### Task material
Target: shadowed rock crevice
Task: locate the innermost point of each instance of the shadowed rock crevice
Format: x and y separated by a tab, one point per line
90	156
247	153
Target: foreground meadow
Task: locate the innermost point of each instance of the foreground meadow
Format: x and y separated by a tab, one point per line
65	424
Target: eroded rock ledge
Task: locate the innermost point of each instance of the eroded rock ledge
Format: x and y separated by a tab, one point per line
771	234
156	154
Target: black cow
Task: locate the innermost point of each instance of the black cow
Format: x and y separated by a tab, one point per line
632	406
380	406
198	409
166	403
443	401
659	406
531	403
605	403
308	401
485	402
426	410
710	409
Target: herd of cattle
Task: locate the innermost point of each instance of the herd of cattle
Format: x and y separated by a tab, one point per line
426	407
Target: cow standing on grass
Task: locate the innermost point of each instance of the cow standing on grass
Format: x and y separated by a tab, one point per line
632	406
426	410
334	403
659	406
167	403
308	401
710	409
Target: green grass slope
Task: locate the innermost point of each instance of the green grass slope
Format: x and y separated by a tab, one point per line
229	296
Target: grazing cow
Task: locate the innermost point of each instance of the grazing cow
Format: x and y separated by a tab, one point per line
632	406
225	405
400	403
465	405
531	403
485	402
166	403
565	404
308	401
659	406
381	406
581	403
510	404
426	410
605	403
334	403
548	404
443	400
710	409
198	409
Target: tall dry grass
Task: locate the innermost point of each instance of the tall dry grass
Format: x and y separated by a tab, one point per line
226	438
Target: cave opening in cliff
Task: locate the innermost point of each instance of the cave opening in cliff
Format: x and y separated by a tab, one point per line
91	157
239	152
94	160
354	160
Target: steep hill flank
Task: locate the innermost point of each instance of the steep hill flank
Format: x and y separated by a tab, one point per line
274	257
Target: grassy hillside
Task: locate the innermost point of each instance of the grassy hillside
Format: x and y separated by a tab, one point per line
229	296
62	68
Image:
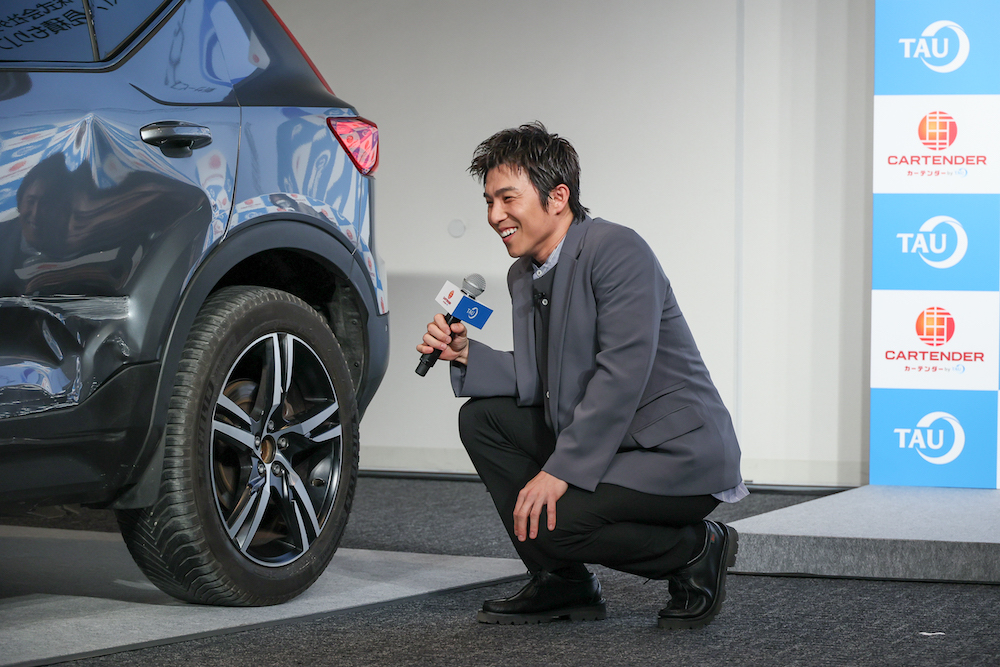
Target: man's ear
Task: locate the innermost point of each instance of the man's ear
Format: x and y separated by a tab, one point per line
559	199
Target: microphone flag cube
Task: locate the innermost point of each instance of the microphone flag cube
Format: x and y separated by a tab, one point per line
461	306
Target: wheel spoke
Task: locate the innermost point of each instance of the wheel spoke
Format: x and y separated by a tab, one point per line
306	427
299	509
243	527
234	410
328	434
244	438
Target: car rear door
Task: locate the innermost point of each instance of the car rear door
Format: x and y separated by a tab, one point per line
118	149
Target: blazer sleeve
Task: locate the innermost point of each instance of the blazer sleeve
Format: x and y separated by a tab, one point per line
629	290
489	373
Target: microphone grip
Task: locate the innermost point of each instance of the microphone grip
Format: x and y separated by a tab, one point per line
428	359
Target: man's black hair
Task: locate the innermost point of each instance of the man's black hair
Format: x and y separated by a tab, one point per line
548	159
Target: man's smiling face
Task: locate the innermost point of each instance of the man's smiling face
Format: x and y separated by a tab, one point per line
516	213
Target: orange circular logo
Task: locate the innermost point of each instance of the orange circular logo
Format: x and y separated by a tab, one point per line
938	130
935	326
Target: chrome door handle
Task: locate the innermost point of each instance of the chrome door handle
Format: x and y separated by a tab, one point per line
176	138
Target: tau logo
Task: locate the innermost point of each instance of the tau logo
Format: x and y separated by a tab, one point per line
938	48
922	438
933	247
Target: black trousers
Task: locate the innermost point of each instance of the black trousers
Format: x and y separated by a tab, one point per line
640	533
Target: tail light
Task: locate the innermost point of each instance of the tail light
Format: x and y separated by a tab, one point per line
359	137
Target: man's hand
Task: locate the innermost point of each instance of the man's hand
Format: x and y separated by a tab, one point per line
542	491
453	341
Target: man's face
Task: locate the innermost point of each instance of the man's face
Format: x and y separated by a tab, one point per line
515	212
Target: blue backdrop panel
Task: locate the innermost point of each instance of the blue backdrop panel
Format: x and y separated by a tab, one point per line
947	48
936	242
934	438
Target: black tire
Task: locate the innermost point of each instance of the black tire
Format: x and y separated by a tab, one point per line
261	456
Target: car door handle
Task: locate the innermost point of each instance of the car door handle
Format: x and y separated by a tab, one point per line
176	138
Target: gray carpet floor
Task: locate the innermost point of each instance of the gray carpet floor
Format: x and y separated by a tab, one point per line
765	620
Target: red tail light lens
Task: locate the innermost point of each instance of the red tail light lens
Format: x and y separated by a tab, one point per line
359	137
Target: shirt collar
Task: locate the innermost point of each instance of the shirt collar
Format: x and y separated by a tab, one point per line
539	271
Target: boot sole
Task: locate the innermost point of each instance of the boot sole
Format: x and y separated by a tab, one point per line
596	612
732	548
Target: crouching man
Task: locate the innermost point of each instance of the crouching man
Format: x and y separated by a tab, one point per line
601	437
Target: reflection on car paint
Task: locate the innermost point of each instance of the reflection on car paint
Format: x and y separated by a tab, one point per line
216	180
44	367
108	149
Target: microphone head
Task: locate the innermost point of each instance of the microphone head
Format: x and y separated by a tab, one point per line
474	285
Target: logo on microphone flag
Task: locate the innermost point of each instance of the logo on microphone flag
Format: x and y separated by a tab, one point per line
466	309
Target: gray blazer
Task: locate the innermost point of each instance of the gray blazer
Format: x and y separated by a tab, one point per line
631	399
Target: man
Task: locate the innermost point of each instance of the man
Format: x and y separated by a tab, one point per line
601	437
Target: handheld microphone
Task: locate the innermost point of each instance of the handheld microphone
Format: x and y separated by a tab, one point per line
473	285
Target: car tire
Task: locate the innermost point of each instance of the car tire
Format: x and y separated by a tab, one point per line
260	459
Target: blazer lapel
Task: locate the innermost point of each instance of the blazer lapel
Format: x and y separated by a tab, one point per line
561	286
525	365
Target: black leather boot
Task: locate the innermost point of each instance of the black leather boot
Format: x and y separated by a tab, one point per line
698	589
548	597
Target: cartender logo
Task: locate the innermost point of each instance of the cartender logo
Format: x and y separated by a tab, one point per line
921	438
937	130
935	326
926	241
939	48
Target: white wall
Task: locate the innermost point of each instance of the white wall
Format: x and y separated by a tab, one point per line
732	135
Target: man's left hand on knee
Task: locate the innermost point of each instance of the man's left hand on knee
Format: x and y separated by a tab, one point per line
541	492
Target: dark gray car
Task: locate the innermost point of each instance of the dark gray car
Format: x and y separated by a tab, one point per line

### Task statement
Render every line of the data above as a JSON list of strings, one string per line, leaving out blank lines and any pictures.

### Finished task
[
  "Target: shadowed rock crevice",
  "Task: locate the innermost point of each instance of the shadowed rock crevice",
  "Format: x and y separated by a tab, one point per line",
  "90\t156",
  "247\t153",
  "Target: foreground meadow",
  "Task: locate the innermost point of each instance of the foreground meadow",
  "Format: x and y separated by a tab, one point per line",
  "65\t424",
  "Target: eroded rock ledge",
  "Task: locate the innermost point of each instance of the eroded rock ledge",
  "Format: x and y separated by a tab, one point per line",
  "771\t234",
  "156\t154",
  "Target: black cow",
  "Task: locate the innermost point of each instance of the black cow",
  "Format: x and y separated by a tab, one point per line",
  "632\t406",
  "380\t406",
  "198\t409",
  "166\t403",
  "443\t401",
  "659\t406",
  "531\t403",
  "605\t403",
  "308\t401",
  "485\t402",
  "426\t410",
  "710\t409",
  "Target: herd of cattle",
  "Task: locate the innermost point of each instance of the herd of cattle",
  "Format: x and y separated by a tab, one point per line",
  "426\t407",
  "Target: cow standing on grass",
  "Task: locate the innermost point of each instance of the cow standing on grass",
  "Format: x and y separated by a tab, one point per line",
  "632\t406",
  "426\t410",
  "334\t403",
  "659\t406",
  "167\t403",
  "308\t401",
  "710\t409",
  "Target: green grass slope",
  "Task: locate the innermost point of each instance of the green grass slope",
  "Format: x and y separated by a tab, one point per line",
  "229\t296",
  "Target: grazing cow",
  "Task: locate the innermost point of each instance of the grazing cow",
  "Format: x and y separated by a tab, one point per line",
  "632\t406",
  "225\t405",
  "400\t403",
  "465\t405",
  "531\t403",
  "485\t402",
  "166\t403",
  "565\t404",
  "308\t401",
  "659\t406",
  "381\t406",
  "581\t403",
  "510\t404",
  "426\t410",
  "605\t403",
  "334\t403",
  "548\t404",
  "443\t400",
  "710\t409",
  "198\t409",
  "Target: tall dry grass",
  "Task: locate the innermost point of each instance of the tall dry grass",
  "Format: x and y separated by a tab, one point per line",
  "226\t438",
  "Target: cave opening in cliff",
  "Task: locate the innermost point of each instance of the cave opening in cliff",
  "Format: x and y separated by a tab, one point per line",
  "91\t157",
  "239\t152",
  "94\t160",
  "354\t160",
  "Target: steep hill flank",
  "Task: locate the innermost point of each instance of the steep hill flank",
  "Format: x and y separated by a tab, one point per line",
  "274\t257",
  "Target: grassy hillside",
  "Task: locate the innermost point of each instance of the grassy hillside",
  "Format: x and y separated by a tab, one point per line",
  "229\t296",
  "62\t68",
  "Image:",
  "Target: man's ear",
  "Task: locate the innermost point of each instance of the man's ear",
  "Format: x and y separated by a tab, one point per line",
  "559\t199",
  "Target: microphone flag cube",
  "Task: locate the innermost point of each instance of the microphone flag cube",
  "Format: x and y separated by a tab, one point per line",
  "461\t306",
  "Target: wheel spoke",
  "Task: locate the innermost point of each instance of the wheel spoke",
  "Format: x and y separated by a tab, one point per line",
  "306\t427",
  "299\t509",
  "243\t527",
  "234\t410",
  "328\t434",
  "244\t438",
  "Target: car rear door",
  "Task: locate the innermost point of each instance of the car rear door",
  "Format: x and y separated by a tab, one point per line",
  "118\t149",
  "Target: blazer sleeve",
  "Task: locate the innermost point of each instance of the blazer sleeve",
  "Format: x and y separated by a tab, one point per line",
  "629\t290",
  "489\t373",
  "Target: microphone grip",
  "Task: locate the innermost point of each instance of the microphone grip",
  "Format: x and y separated by a tab, one point per line",
  "428\t359",
  "Target: man's black hair",
  "Task: locate the innermost point of each instance of the man's black hair",
  "Format: x and y separated by a tab, one point per line",
  "548\t159",
  "Target: man's smiling face",
  "Task: locate the innermost point of each instance of the man's smiling face",
  "Format: x and y separated by a tab, one point per line",
  "516\t213",
  "Target: orange circular logo",
  "Task: locate the innermost point of each instance of the orange circular logo",
  "Format: x and y separated by a tab, one point per line",
  "938\t130",
  "935\t326",
  "Target: chrome door handle",
  "Task: locate the innermost point of each instance of the chrome door handle",
  "Format: x and y separated by a tab, one point per line",
  "176\t138",
  "Target: tau logo",
  "Task: locate the innermost point of each instance of the tau logo",
  "Format: x and y separated by a tab, one point per line",
  "938\t48",
  "922\t438",
  "933\t247",
  "Target: black trousers",
  "Task: locate the innermost point of each instance of the black trousers",
  "Format: x and y separated by a tab, one point per line",
  "640\t533",
  "Target: tail light",
  "Task: locate the innermost point of each instance of the tail light",
  "Format: x and y separated by a tab, one point per line",
  "359\t137",
  "Target: man's hand",
  "Task: locate the innermost point of each instance of the man's hand",
  "Format: x and y separated by a tab, one point per line",
  "542\t491",
  "453\t341",
  "Target: man's face",
  "Task: locate the innermost point of each instance of the man's face",
  "Format: x and y separated by a tab, one point per line",
  "515\t212",
  "Target: blue backdrop panel",
  "Task: locate the innermost point of each instance of the blue backdrop panel",
  "Format: x and y separated by a tab, one point per line",
  "947\t48",
  "936\t242",
  "934\t438",
  "Target: black tire",
  "Task: locate the innermost point of each instance of the black tire",
  "Format: x and y separated by a tab, one point per line",
  "261\t456",
  "Target: car door handle",
  "Task: locate the innermost point of each instance of the car door handle",
  "Format: x and y separated by a tab, one point per line",
  "176\t138",
  "Target: gray carpet floor",
  "Task: locate the innermost point of each instance of the gray carpet floor",
  "Format: x and y separated by a tab, one point per line",
  "765\t620",
  "Target: red tail light lens",
  "Task: locate the innermost point of each instance of the red tail light lens",
  "Format: x and y separated by a tab, one point per line",
  "359\t137",
  "Target: shirt collar",
  "Task: locate the innermost point of each instance of the shirt collar",
  "Format: x and y separated by a tab, one point per line",
  "539\t271",
  "Target: boot sole",
  "Task: locate the innermost point of each instance of the boot sole",
  "Format: x and y separated by a tab, one point per line",
  "596\t612",
  "732\t548",
  "Target: crouching man",
  "Task: locate the innermost point of each instance of the crouching man",
  "Format: x and y separated by a tab, one point per line",
  "601\t437",
  "Target: reflection on car paint",
  "Task: locate the innermost point of each instance of the reflection on car paint",
  "Format: x and y separated by a tab, one point per line",
  "216\t180",
  "44\t367",
  "108\t149",
  "Target: microphone head",
  "Task: locate the innermost point of each instance of the microphone head",
  "Format: x and y separated by a tab, one point per line",
  "474\t285",
  "Target: logo on microphone flag",
  "Task: locate the innermost point of each instance of the logo on microphone flag",
  "Format: x and y separated by a tab, one point per line",
  "466\t309",
  "Target: gray blazer",
  "Task: locate the innermost point of each instance of the gray blazer",
  "Format: x and y separated by a tab, one point per line",
  "631\t399",
  "Target: man",
  "Task: locate the innermost point of each instance of the man",
  "Format: x and y separated by a tab, one point per line",
  "601\t437",
  "Target: handheld microphone",
  "Task: locate the innermost point of each instance of the handheld microphone",
  "Format: x and y separated by a tab, one point per line",
  "473\t285",
  "Target: car tire",
  "Task: locate the innermost point of each instance of the car tire",
  "Format: x and y separated by a tab, one point per line",
  "260\t459",
  "Target: blazer lapel",
  "Task: locate the innermost point of each instance of the blazer lapel",
  "Format: x and y separated by a tab, one point per line",
  "561\t286",
  "525\t365",
  "Target: black leather boot",
  "Task: locate the innermost point of each instance of the black leather boot",
  "Format: x and y separated by a tab, one point per line",
  "698\t589",
  "548\t597",
  "Target: cartender logo",
  "Task: locate the innermost point of each instance of the cartender logo",
  "Format: x and y separated by a tab, one point per line",
  "921\t438",
  "937\t130",
  "935\t326",
  "926\t241",
  "939\t48",
  "Target: white wall",
  "Task: locate the innermost point of each instance of the white wall",
  "Format: x and y separated by a tab, one point per line",
  "732\t135",
  "Target: man's left hand on knee",
  "Task: locate the innermost point of each instance of the man's left hand on knee",
  "Format: x and y separated by a tab, one point per line",
  "541\t492",
  "Target: dark gray car",
  "Task: locate the innermost point of each instance of the dark gray car",
  "Format: x and y separated by a tab, one point per line"
]